→ **Consigne A**
Dans la liste figurant plus bas, reproduisez à l'identique les lignes allant de celle qui contient "Query: leafy tree" jusqu'à celle qui contient "Outline every instance of the leafy tree.", ces deux lignes incluses.

---*---

Au gré de ses séjours dispersés, un de mes amis, qui s'était
particulièrement intéressé à l'art cynégétique, s'était constitué une
collection fort variée de petits pièges ou de dessins réduits, de trappes et
autres dispositifs de capture pour les gros animaux. En plus des siens, j'en ai
vu d'autres, de modèle assez différent, mais tous sont constitués par des
assemblages de lamelles de roseau, de noeuds coulants, de fermoirs ou extensoirs
de bambou plein qui, comme l'acier, reviennent à leur position primitive dès
qu'ils sont relâchés ou resserrés par les lanières de fibres qui les
assujettissent ou les emprisonnent. Ils sont déclenchés par un dispositif, à la
fois simple et ingénieux, qui agit sous le poids de l'animal qui « donne
dans le panneau », ou par le tiraillement des mâchoires qui « mordent
à l'appât ».
Sur certains marchés, on trouve ainsi de ces cages pleines
de perdrix, de cailles ou autres oiseaux de tout plumage.
L'emploi des pièges, direz-vous, n'est pas très sportif.
Outre que les Noirs n'ont de l'esprit chevaleresque que des notions
instinctives, en certains cas, il faut admettre aussi que, lorsque nécessité
fait loi, on supplée à la précarité des moyens par des stratagèmes qui sont
parfois les seules armes possibles devant des animaux qui, ici, en emploient
souvent des équivalents sous une autre forme.
Contrairement aux pêcheurs, les chasseurs ne constituent
pas, à vrai dire, une caste. Tout le monde peut s'adonner à la chasse et ne
s'en prive pas si telle est son envie. Toutefois, certains sujets
particulièrement habiles en font profession. Suivant le gibier à traquer, ils
se réunissent à quelques-uns, ou opèrent individuellement.
Le plus souvent, la chasse est collective. Les hommes d'un
ou plusieurs villages se groupent et partent en campagne en un lieu propice.
Des rabatteurs, « armés » de tam-tams, encerclent .une vaste « demi-lune »
et traquent tout ce qui porte poil ou plume dans une étroite vallée où sont
tapis les « tueurs » ... Au milieu des « froufroutements »,
des frôlements et du piétinement des fuites éperdues, les sagaies pleuvent, des
coups de fusil répercutent leurs échos, des coups de trique assomment et des
flèches sifflent ...

---*---

→ **Consigne B**
D'après le texte fourni, en quel matériau sont faits les fermoirs ou extensoirs qui entrent dans la composition des pièges ?

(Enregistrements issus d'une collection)
---*---

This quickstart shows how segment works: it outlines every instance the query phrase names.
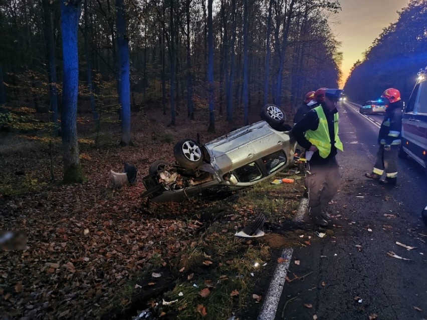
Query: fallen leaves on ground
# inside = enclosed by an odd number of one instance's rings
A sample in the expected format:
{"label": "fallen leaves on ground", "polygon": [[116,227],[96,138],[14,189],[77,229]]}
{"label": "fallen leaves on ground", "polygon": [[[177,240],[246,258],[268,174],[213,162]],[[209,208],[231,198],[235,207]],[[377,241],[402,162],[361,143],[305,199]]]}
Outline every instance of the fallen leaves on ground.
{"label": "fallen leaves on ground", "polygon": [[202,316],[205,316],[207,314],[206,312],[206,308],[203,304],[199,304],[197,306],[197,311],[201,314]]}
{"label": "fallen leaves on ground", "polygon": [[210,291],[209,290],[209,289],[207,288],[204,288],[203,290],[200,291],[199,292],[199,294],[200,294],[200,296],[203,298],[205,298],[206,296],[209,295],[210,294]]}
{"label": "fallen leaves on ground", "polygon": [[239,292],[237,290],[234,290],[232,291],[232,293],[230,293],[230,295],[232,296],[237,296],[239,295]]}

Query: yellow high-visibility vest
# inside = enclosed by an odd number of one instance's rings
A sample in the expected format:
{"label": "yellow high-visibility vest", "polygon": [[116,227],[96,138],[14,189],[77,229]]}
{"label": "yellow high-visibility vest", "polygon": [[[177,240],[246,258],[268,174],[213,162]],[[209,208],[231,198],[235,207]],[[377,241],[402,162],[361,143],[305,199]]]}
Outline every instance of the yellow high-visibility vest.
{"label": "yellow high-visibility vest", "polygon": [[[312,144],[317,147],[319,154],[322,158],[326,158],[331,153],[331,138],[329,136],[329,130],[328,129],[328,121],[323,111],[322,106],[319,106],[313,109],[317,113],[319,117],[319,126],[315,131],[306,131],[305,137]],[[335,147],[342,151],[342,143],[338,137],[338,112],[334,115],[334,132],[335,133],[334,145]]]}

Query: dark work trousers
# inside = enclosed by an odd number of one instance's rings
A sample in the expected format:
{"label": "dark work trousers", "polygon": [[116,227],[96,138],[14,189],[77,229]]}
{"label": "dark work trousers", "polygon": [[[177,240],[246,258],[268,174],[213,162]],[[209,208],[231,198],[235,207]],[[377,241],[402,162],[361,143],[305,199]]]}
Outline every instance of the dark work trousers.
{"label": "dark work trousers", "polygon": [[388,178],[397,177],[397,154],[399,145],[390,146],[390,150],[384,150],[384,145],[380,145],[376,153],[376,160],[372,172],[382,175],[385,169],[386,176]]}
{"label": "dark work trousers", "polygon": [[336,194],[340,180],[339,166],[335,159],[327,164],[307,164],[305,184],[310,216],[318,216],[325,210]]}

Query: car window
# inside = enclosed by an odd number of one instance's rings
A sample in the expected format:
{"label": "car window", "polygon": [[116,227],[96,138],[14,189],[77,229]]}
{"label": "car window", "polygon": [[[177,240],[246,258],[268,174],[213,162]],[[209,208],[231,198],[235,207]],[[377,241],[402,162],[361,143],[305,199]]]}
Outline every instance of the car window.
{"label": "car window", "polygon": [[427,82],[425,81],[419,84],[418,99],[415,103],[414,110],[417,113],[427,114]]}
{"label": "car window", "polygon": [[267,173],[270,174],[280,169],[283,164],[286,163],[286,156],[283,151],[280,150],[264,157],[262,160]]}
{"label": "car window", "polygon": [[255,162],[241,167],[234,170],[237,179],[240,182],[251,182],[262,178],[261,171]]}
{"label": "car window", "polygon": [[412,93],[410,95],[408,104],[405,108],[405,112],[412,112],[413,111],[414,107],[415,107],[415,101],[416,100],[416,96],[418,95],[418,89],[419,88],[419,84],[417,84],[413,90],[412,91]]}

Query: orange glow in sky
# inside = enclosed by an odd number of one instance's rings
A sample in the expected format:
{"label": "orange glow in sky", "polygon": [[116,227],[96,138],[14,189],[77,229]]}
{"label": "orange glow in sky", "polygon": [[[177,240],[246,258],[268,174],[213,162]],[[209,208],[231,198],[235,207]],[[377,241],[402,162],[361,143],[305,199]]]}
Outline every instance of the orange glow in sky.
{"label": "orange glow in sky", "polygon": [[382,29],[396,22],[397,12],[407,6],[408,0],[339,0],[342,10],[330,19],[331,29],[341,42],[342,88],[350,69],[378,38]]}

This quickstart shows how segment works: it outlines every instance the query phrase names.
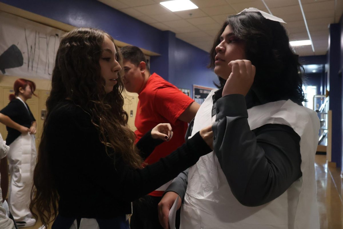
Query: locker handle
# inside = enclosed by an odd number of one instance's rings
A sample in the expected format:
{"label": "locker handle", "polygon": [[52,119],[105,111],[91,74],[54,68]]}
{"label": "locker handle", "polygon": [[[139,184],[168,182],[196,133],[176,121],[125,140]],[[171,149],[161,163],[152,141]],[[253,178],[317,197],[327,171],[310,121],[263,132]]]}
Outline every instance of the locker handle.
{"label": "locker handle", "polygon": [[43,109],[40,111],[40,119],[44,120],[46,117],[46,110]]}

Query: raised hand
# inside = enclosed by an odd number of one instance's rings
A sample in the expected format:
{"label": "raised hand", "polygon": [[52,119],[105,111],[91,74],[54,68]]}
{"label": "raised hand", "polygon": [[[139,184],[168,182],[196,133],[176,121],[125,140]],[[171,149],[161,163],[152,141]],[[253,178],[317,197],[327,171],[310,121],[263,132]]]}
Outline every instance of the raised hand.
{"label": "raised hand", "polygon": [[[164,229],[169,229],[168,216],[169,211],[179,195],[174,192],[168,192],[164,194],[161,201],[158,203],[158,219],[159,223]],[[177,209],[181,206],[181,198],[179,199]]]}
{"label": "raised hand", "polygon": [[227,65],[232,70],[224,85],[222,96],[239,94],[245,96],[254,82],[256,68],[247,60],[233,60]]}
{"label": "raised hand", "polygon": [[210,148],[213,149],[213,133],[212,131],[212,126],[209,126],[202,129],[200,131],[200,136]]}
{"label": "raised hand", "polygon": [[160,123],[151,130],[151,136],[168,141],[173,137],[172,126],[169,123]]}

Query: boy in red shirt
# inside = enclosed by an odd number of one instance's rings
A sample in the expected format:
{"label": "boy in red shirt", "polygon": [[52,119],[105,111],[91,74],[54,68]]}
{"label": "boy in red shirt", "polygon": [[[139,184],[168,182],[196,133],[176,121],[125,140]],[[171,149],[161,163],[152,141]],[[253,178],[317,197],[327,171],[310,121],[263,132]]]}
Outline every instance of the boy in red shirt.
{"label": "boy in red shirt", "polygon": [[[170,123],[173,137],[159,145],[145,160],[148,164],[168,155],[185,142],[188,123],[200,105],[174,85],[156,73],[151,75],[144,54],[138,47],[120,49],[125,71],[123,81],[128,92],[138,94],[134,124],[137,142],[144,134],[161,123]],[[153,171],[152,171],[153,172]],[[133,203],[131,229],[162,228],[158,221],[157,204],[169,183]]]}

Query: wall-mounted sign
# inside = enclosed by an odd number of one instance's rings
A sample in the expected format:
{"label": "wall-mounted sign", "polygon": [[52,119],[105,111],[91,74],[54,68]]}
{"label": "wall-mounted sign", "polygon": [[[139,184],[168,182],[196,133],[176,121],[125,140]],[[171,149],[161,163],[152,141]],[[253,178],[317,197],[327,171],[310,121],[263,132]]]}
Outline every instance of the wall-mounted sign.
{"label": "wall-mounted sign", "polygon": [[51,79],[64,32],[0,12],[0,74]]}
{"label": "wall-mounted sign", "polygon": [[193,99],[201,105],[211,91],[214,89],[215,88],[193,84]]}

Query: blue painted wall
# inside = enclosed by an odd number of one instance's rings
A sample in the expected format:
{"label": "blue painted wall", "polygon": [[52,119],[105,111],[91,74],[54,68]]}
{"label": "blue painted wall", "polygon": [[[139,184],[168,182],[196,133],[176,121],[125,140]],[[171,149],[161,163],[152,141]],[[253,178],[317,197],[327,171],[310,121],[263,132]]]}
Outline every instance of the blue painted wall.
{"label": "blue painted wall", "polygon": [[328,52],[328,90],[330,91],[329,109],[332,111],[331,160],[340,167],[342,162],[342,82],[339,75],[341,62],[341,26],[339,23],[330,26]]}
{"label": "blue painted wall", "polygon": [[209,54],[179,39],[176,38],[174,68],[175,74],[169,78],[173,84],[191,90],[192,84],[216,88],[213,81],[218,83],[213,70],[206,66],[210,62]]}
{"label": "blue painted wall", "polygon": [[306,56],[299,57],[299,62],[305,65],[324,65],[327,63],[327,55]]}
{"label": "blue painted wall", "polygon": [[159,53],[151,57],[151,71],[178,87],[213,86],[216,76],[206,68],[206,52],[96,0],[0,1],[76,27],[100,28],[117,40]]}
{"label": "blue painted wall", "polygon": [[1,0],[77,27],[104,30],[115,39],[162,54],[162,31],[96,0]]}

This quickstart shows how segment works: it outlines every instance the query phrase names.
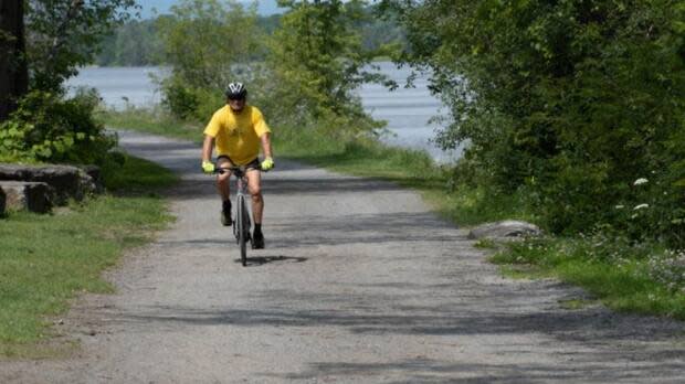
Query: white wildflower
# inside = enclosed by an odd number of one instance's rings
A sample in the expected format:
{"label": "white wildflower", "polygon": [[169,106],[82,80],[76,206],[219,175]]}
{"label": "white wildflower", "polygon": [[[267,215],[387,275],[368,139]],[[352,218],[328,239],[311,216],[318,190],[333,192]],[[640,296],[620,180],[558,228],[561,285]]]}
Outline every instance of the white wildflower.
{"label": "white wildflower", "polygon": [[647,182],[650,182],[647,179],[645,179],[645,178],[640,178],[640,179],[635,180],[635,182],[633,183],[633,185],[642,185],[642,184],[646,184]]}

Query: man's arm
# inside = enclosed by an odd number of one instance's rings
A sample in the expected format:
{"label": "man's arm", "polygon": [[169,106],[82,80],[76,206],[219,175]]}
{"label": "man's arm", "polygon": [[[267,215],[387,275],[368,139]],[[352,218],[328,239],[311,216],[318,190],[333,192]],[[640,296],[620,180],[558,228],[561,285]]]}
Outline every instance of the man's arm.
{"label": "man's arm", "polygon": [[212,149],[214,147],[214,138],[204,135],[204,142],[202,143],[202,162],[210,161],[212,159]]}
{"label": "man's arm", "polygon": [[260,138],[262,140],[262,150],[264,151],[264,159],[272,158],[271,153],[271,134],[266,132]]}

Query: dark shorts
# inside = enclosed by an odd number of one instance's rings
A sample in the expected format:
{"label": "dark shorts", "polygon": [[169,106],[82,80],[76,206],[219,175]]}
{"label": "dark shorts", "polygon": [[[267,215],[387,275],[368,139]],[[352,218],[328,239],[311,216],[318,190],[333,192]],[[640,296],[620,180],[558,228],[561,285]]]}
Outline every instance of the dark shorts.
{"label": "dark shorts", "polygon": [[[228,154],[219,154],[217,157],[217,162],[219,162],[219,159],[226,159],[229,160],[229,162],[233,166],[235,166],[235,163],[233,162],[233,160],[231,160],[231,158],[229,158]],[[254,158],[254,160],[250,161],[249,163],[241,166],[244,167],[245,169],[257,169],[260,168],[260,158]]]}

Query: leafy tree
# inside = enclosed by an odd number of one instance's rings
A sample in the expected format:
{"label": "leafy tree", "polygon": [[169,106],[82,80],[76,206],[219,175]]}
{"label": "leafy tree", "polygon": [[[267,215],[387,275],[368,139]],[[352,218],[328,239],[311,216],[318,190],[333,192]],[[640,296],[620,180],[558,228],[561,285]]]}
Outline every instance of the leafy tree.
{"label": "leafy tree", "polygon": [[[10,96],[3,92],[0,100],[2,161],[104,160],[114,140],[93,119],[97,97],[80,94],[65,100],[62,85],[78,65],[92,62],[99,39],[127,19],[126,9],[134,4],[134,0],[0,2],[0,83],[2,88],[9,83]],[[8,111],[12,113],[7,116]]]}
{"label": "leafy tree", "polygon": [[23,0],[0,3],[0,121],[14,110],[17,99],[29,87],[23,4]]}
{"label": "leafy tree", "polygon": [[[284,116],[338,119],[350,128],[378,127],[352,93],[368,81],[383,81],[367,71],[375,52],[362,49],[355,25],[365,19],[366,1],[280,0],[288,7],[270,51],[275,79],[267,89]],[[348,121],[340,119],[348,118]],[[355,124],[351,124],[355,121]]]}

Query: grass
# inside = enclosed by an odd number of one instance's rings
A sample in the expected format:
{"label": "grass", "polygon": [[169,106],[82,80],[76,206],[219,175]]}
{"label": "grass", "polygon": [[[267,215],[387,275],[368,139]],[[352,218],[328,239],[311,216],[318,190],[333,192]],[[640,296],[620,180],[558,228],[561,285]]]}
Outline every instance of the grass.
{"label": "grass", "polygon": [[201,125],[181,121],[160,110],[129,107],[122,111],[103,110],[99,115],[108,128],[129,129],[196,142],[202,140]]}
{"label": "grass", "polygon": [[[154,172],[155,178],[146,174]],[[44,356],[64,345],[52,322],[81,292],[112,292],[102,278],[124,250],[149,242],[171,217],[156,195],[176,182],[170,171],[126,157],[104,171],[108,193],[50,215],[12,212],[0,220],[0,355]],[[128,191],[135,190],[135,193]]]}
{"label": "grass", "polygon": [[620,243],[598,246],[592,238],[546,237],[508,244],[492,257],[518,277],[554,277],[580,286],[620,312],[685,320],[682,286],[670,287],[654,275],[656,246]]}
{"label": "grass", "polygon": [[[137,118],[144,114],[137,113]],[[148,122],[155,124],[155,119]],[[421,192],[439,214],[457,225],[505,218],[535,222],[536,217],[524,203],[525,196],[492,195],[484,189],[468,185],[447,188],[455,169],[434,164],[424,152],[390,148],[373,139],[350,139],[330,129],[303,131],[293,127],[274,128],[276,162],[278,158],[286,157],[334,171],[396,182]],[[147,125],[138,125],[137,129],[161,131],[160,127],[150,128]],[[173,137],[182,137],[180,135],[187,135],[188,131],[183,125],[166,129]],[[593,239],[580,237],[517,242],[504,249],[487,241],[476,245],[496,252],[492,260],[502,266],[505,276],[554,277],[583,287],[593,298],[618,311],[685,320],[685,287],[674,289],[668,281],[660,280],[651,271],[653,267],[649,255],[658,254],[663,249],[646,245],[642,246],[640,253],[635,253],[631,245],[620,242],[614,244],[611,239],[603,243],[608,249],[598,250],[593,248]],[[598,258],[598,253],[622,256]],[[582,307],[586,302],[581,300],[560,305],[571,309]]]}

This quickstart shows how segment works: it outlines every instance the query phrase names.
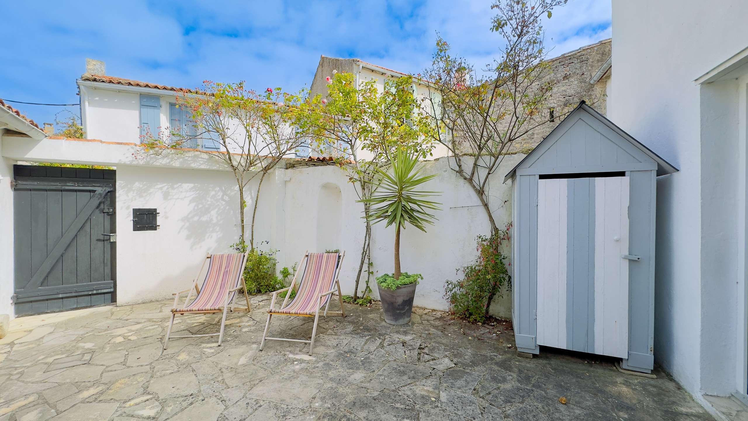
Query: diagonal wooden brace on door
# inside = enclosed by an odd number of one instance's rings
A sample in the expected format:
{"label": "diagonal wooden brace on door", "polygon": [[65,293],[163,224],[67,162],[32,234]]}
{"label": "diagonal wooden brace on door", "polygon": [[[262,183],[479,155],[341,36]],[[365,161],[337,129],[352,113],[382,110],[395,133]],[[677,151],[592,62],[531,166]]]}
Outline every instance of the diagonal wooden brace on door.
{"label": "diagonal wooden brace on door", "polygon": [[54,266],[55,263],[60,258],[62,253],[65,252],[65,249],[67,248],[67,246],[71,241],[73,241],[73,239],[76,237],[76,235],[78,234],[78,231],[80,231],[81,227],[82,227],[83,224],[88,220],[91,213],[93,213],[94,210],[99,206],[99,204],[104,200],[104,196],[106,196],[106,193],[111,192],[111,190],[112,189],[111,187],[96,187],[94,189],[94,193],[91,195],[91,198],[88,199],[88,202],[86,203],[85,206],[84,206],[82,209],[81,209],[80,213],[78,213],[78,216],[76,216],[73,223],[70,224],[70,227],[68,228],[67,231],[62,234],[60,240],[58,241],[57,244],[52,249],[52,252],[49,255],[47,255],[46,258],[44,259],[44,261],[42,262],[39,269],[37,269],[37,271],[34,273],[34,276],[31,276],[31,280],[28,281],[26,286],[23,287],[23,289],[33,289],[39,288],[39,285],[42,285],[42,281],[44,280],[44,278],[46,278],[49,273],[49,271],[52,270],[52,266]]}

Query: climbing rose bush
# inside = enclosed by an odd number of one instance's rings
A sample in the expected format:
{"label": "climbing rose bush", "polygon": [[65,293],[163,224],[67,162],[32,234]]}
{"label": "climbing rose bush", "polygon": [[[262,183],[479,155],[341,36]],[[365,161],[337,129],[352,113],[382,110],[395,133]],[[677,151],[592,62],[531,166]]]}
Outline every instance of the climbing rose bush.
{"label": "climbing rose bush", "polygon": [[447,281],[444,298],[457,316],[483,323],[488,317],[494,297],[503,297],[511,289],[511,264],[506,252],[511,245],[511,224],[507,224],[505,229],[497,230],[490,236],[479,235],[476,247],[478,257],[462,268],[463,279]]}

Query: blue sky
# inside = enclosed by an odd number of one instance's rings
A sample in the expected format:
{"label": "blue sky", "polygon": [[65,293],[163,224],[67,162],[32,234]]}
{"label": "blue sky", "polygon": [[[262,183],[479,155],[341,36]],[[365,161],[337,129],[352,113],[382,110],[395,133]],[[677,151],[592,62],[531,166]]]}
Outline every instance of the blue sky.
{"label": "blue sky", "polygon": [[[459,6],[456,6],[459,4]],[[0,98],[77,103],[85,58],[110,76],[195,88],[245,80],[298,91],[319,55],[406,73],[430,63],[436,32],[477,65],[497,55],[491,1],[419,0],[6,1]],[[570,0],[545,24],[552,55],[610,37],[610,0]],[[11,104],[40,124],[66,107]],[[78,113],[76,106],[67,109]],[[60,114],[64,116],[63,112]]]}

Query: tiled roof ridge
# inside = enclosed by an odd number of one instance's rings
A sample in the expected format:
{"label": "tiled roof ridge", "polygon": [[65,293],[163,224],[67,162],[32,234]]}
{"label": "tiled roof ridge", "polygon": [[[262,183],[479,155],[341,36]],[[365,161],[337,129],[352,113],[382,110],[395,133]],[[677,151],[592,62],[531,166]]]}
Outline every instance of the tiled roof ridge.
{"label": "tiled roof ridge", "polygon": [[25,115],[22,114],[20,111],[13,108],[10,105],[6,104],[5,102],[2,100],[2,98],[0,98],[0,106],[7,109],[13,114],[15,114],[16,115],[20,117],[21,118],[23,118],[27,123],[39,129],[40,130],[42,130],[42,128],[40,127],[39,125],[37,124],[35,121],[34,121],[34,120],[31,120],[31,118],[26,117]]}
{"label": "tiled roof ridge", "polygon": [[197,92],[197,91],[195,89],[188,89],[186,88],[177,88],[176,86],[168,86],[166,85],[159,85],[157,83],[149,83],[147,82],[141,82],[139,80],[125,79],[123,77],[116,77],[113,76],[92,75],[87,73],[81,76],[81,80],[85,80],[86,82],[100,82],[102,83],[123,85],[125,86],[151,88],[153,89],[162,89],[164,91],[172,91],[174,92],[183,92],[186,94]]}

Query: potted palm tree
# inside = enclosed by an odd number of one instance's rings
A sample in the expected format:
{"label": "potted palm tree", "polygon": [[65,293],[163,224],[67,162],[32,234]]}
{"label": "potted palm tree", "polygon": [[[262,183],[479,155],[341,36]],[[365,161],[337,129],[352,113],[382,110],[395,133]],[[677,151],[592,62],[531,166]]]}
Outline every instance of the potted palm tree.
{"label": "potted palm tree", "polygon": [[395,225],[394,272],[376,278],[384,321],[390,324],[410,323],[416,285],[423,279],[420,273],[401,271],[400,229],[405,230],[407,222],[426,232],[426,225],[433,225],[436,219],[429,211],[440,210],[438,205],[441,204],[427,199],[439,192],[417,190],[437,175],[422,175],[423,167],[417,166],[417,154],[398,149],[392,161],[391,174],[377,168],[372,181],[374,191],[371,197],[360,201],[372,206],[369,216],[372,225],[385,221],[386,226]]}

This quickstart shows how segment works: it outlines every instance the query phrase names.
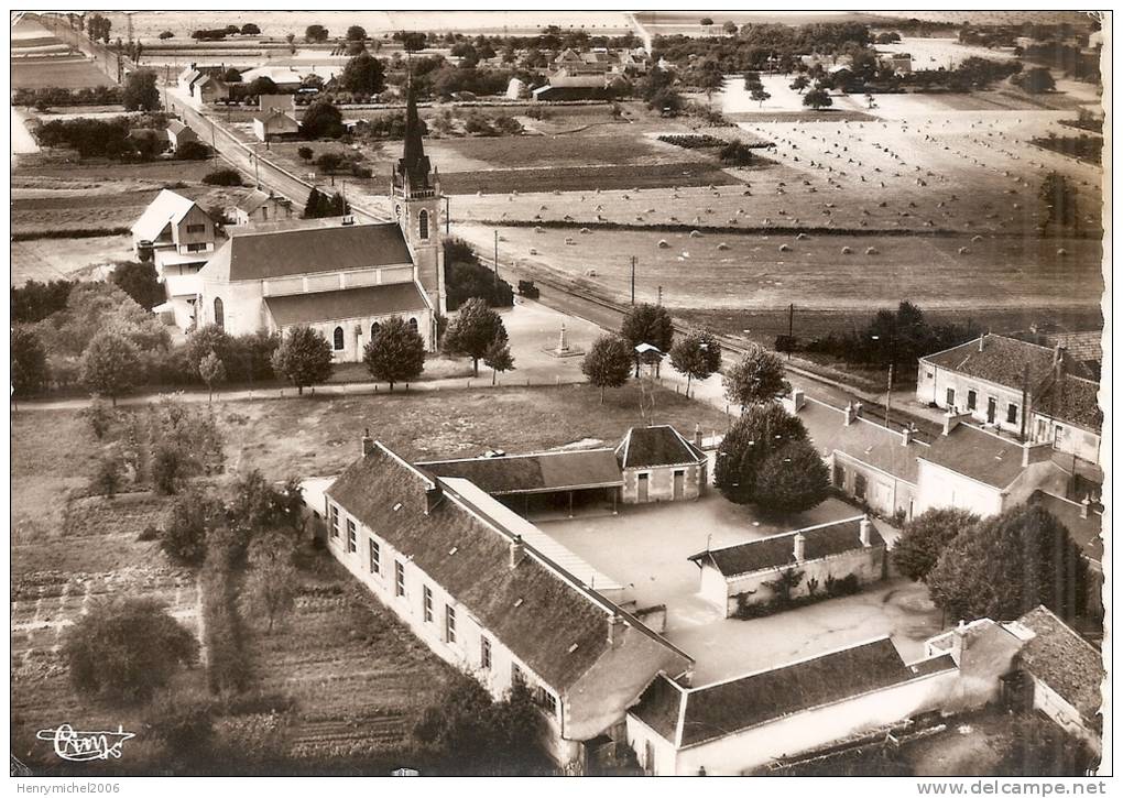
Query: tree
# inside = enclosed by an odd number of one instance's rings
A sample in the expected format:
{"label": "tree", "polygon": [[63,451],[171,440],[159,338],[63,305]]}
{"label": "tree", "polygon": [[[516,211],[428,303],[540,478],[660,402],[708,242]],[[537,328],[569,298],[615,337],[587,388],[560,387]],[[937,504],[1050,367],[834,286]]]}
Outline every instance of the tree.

---*---

→ **Réponse attendue A**
Query: leafy tree
# inside = enclosed by an odd number of one instance's rings
A sample in the expected format:
{"label": "leafy tree", "polygon": [[169,106],[82,80],[76,206],[219,175]]}
{"label": "leafy tree", "polygon": [[[267,215],[387,275],[368,139]],[[352,218],[328,239],[311,216],[318,190],[333,192]],[[640,296],[620,180],[558,228],[561,285]]]}
Outline every instance of the leafy tree.

→ **Réponse attendue B**
En bambou plein.